● Work to complete
Please edit these records so that every "instance" reads "occurrence", and leave everything else unchanged. Omit the pictures from your answer.

+++ Given records +++

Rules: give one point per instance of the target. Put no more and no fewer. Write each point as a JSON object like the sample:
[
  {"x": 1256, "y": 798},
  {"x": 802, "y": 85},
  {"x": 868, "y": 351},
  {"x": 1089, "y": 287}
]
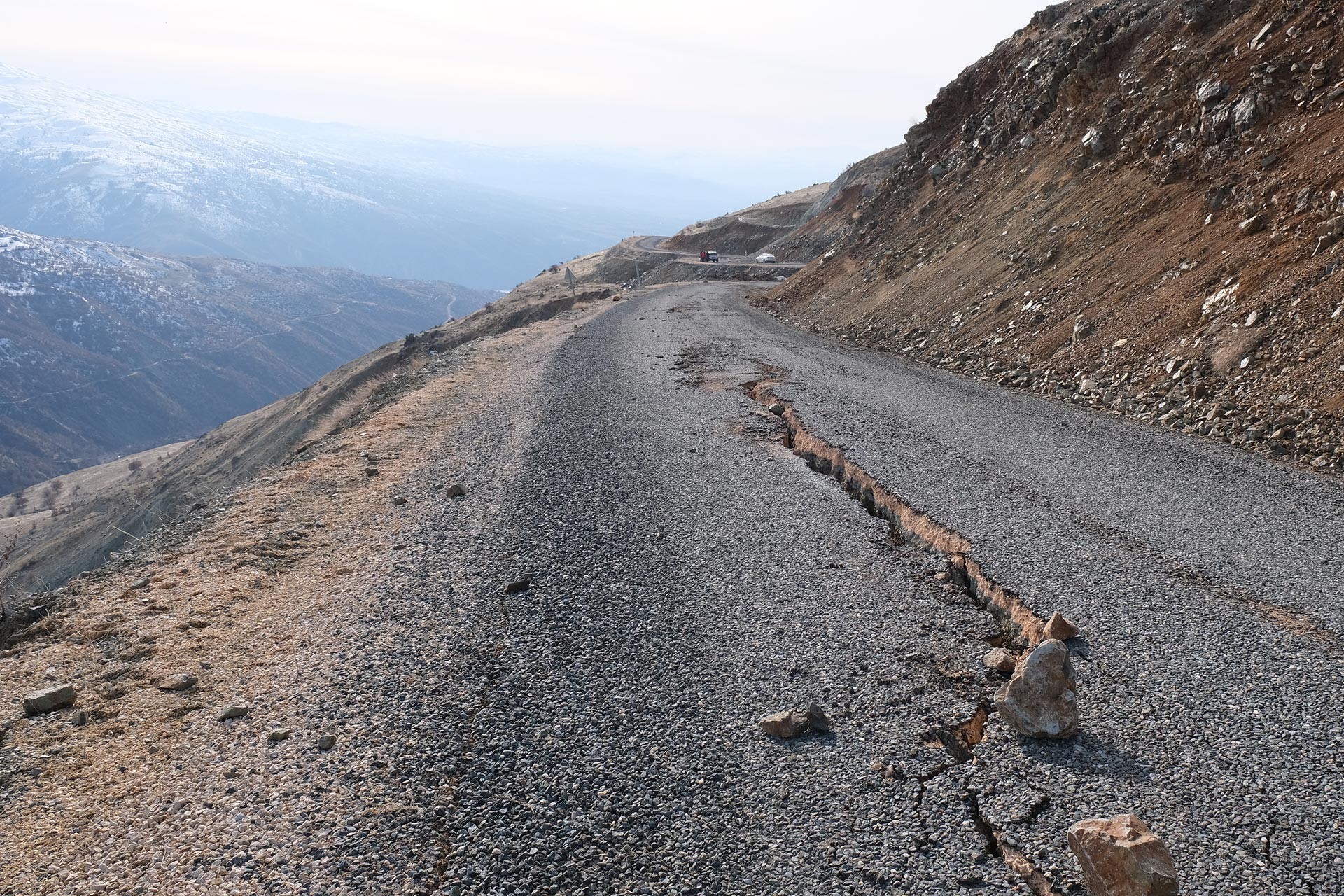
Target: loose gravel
[{"x": 596, "y": 731}]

+++

● Result of this exercise
Rules: give one point per occurrence of the target. Put no more and no fewer. Write each point as a JSON object like the sample:
[
  {"x": 1256, "y": 798},
  {"x": 802, "y": 85},
  {"x": 868, "y": 351},
  {"x": 1089, "y": 287}
]
Target: loose gravel
[{"x": 596, "y": 731}]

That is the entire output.